Testosterone replacement is being touted as an easy fix for men who feel tired, moody, and uninterested in sex. TV commercials have been bragging about the beneficial effects of prescription gels to manage symptoms associated with low hormone levels when men are diagnosed with low testosterone or “low T”.
So, what do men do when the number is too low? Turn it up, say the advertisers.
But is it really that easy?
Physicians who treat low testosterone, warn that the condition is far more complex than the commercials make it seem. Men are advised to get carefully evaluated to determine whether the treatment’s potential benefits outweigh possible health risks that still haven’t been fully explored in research studies.
What’s more, some men who really could benefit from the therapy may have been scared off by recent news reports warning about heart attack risks associated with testosterone replacement.
Since testosterone levels tend to drop naturally as men age, a test to screen for low hormone levels should not be performed during a routine physical exam, according to the American Urological Association.
About 6 percent of men, however, have clinically low testosterone levels that cause troubling symptoms such as low sex drive, erectile dysfunction, sleep difficulties, depressed mood, low energy and low muscle tone. Some may develop osteoporosis or fractures from having too little of the sex hormone.
“Testosterone replacement therapy can help relieve symptoms in a lot of these men,” says Abraham Morgentaler, urologist at Beth Israel Deaconness Medical Center and director of Men’s Health Boston, a dedicated men’s health center. “It’s not perfect, but I don’t think men with symptoms should be scared off a therapy that’s working for them after reading news reports that it may cause heart attacks.”
Testosterone treatment can also cause side effects including shrunken testicles, hair loss, acne, breast enlargement and sterility.
According to an extensive review done by Morgentaler and his colleagues, of dozens of studies examining the risks and benefits of testosterone therapy, only four indicated an increased heart disease risk with the use of testosterone. Two of the four studies had “serious methodological limitations” in terms of how they measured heart problems that developed in patients. Other studies found no increased heart risks, while others found that men with low testosterone levels had an increased risk of dying from heart disease if those levels went untreated compared to men who had testosterone treatment.
One of the more well-designed studies Morgentaler reviewed was a 2010 paper published in the New England Journal of Medicine which found that men over 65 with low testosterone levels who were treated with a daily testosterone gel for six months gained muscle strength and endurance compared to those who used a placebo gel – but testosterone users also had more heart attacks. Out of 209 study participants, 23 in the testosterone group had a heart attack or a blocked artery requiring treatment or died of heart problems during the study compared to five in the placebo group.
“There needs to be a bigger trial of cardiovascular risks with testosterone therapy to get the full answers,” Morgentaler says.

==================================================

Your task
According to the testosterone article, about what percentage of men have clinically low testosterone levels? The items have no connection to the testosterone article.

==================================================

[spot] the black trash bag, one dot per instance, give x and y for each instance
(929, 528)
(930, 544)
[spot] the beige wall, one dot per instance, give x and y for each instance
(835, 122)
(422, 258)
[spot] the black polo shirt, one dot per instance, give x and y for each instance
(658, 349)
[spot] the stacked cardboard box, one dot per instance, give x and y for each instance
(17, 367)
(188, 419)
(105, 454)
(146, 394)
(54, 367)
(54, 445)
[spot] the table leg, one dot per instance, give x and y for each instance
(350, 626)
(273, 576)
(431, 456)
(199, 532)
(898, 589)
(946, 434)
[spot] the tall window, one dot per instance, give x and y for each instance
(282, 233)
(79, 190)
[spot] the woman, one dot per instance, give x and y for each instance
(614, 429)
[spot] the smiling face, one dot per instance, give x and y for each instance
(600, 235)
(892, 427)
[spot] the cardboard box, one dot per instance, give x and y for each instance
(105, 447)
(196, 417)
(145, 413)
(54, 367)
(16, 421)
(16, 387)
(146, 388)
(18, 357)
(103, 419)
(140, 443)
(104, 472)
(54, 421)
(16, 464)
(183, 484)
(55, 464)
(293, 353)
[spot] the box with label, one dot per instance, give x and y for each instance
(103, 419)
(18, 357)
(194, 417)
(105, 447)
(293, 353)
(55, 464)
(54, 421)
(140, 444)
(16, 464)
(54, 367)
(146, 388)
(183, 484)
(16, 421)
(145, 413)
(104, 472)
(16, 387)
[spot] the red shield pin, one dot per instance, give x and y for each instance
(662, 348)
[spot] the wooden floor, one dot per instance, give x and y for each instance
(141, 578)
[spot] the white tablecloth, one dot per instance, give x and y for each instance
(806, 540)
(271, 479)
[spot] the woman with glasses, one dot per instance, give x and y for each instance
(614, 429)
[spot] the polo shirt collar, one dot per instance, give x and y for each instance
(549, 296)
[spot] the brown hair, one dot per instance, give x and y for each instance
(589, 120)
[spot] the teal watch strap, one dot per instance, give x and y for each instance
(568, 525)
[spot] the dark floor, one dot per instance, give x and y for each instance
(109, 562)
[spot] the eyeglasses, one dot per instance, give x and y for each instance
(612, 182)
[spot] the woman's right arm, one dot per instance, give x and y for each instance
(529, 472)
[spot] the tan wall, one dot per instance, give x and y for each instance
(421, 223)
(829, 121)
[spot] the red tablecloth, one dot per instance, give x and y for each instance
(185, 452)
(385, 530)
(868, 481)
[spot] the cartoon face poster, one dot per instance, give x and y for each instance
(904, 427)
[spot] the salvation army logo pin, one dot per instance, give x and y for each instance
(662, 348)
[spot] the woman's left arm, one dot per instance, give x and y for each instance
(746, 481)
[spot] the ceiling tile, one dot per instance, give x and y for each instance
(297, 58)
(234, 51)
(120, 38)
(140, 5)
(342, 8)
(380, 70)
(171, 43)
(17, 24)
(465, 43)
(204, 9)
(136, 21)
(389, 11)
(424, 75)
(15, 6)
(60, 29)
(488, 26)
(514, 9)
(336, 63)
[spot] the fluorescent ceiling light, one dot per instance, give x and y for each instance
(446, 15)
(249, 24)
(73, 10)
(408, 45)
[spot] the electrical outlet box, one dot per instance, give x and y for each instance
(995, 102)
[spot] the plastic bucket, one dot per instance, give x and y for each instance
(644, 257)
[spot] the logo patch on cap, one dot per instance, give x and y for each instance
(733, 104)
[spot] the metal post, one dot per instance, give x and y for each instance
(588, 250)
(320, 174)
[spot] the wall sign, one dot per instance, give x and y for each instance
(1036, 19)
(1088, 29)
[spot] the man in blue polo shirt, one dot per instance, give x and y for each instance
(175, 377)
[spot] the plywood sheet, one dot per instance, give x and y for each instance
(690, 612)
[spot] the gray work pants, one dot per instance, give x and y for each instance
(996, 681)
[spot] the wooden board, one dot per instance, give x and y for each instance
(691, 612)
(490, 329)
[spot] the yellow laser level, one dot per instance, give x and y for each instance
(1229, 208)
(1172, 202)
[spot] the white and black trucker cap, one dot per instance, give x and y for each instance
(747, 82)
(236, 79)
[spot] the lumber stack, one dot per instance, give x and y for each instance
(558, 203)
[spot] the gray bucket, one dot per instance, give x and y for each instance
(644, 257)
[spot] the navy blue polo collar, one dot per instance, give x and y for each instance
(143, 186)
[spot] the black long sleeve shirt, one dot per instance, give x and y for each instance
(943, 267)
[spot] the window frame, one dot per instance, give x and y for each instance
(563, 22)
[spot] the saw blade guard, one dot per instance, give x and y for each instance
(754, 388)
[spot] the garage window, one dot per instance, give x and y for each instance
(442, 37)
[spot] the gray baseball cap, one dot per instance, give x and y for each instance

==================================================

Task response
About 6 percent.